--- Record excerpts ---
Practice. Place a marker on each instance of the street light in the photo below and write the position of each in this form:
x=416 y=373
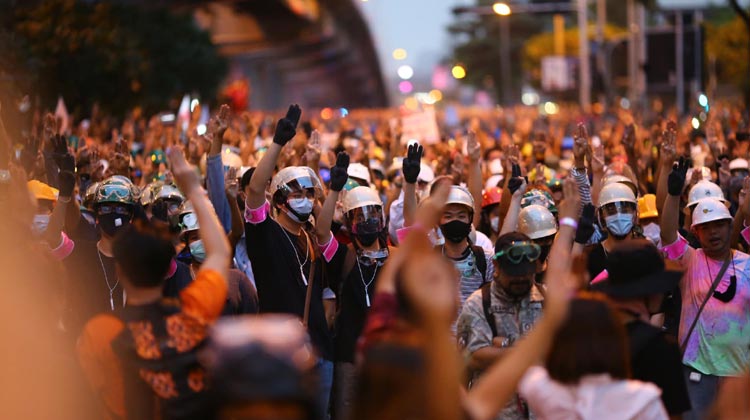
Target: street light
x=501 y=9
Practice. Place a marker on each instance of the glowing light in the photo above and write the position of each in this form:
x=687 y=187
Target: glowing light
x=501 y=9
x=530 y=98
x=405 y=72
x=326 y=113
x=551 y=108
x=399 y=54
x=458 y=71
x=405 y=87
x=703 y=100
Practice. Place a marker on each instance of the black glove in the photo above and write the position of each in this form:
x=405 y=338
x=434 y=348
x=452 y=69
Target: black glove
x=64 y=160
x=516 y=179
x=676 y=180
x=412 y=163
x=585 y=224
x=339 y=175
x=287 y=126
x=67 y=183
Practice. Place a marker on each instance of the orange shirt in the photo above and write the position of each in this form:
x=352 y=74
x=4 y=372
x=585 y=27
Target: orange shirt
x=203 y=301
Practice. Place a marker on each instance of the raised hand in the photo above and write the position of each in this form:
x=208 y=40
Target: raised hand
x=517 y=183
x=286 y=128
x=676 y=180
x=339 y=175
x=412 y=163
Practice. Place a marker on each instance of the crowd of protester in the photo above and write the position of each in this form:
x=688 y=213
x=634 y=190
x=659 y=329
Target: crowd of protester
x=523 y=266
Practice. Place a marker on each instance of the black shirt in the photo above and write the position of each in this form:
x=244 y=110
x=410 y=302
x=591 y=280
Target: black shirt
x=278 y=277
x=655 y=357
--
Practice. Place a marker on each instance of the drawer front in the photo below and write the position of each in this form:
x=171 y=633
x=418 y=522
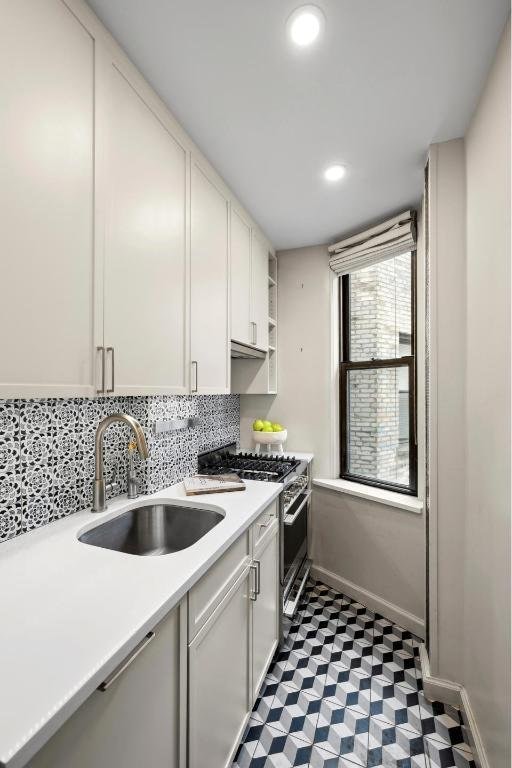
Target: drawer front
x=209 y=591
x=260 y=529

--- Task to carry out ---
Your response should be each line that includes the word "marker", copied from the records.

--- Output below ---
Practice. Place a marker on each instance of the street light in the photo below and write the position of each in this form:
Practice. Place a marker on each instance of the glowing light in the photo above and write the position of each in this form:
Practice. Place a marker on each instance of the black glove in the photo above and write the position of each in this form:
Practice. Place a marker on each instance of the orange shirt in the photo above and write the position of each in this form:
Practice. Place a marker on each instance of the raised hand in the photo above and write the position of each in this form:
Practice. Place a marker on each instance of the crowd of protester in the photo above and write the position of each in this form:
Practice. Place a marker on each instance of the black shirt in the photo above and write the position of each in this form:
Practice. Place a marker on each instance of the drawer front in the photo below and write the position of each in this form:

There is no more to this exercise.